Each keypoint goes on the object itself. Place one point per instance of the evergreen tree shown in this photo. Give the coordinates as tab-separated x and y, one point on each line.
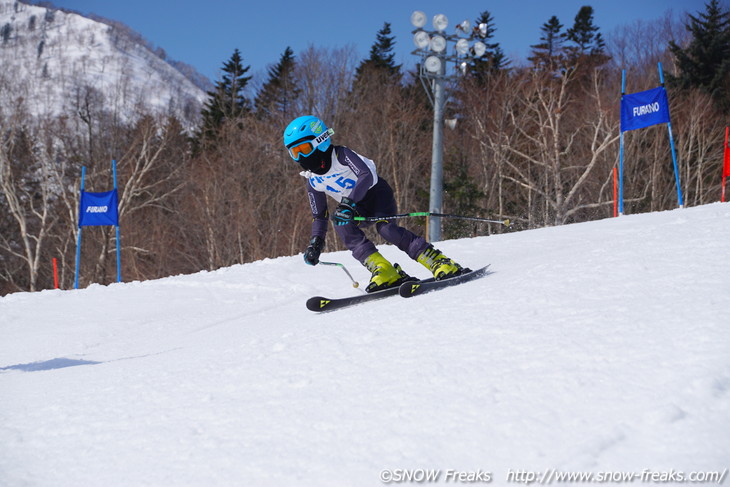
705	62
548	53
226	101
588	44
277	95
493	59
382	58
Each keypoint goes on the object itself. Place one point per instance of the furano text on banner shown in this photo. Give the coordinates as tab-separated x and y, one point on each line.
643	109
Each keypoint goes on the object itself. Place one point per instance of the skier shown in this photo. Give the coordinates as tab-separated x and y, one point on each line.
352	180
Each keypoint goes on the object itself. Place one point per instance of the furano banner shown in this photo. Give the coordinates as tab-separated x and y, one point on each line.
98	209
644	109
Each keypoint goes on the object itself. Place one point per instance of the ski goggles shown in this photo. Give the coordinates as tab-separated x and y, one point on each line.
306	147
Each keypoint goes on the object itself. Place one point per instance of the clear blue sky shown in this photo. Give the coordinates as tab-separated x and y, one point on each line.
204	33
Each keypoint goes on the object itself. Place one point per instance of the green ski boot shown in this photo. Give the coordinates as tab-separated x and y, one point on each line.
+ + + + +
→ WHAT TO WORK ON
Repeat all the data as it stands, dropping any images it holds.

→ TASK SOLUTION
Each keypoint goes on the object itself. Place one point per instance of the evergreen tree shown in this photo. Give the coordinates as tab-separated x and y, one point on each line.
705	62
548	53
226	101
588	44
277	95
493	59
382	58
Each keypoint goes on the object itself. Place one point per instance of the furano text on banner shown in this photo. Give the coordinates as tab-separated x and y, one point on each line.
643	109
Each keypoint goes on the object itself. Place one point per instance of the skier shown in this photo. Give the coordinates as tab-separated x and y, one point on each line.
352	180
Each keypoint goes on the object itself. Place one point per instance of the furano banner shown in this photo. Give the coordinates as tab-separated x and y, one point on each line.
98	209
644	109
Each keypoint goes on the object itself. Place one point per instance of the ski goggles shown in this photo. Give the coordinates as tab-separated x and y, one point on each line.
306	147
Each keypoint goes on the object itself. Place one point per instance of the clear blue sky shown in this photo. Give the coordinates as tab-separated x and y, one point on each line.
204	33
Each keypoint goes on the object itself. Place one point per instance of the green ski boot shown in this photo. Give the coordinates as tab-separated x and y, one point on each line.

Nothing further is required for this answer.